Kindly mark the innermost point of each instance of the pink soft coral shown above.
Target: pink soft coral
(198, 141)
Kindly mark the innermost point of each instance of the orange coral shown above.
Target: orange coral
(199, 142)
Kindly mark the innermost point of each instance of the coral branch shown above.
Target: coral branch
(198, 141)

---

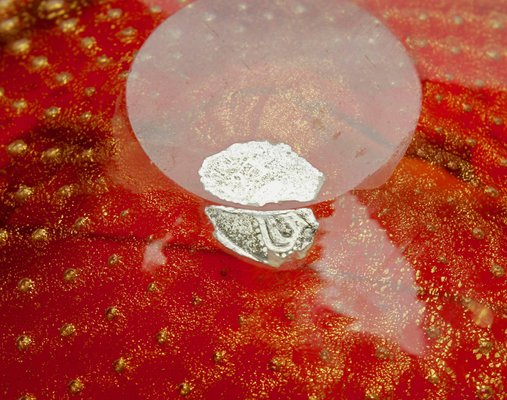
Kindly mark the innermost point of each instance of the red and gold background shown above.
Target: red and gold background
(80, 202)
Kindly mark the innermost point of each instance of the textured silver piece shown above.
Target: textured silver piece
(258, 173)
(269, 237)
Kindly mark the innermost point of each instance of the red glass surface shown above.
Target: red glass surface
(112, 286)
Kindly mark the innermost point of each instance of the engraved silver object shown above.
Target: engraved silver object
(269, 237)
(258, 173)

* * *

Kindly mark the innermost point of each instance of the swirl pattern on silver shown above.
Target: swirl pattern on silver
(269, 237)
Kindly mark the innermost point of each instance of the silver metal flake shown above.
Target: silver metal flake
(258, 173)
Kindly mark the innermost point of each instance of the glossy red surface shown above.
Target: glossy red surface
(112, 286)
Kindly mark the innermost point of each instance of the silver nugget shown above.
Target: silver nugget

--- WHAT THE EXERCISE ASKS ---
Copy, word for word, the part of the records above that opens with the line containing "Kindly mark the innermost point of each instance of the glossy" and closes with the line containing "Target: silver nugget", including both of those lines.

--- EXERCISE OUTPUT ---
Kindly mark the innermost point of each instance of the glossy red surface shown above.
Target: glossy red surface
(112, 286)
Kindly mark the innermost point of each instance of the silver nugget shown above.
Target: silver nugget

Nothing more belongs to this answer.